╭─ Excerpted records

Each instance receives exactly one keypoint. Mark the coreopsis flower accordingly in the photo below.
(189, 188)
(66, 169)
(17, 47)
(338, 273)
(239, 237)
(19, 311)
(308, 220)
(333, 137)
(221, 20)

╰─

Print all of the lines above so that each one matches its original exactly.

Finished task >>
Each instance receives exactly one keypoint. Mark the coreopsis flower accordingly in the photo below.
(189, 188)
(66, 169)
(17, 47)
(338, 273)
(239, 237)
(19, 311)
(308, 220)
(333, 137)
(221, 20)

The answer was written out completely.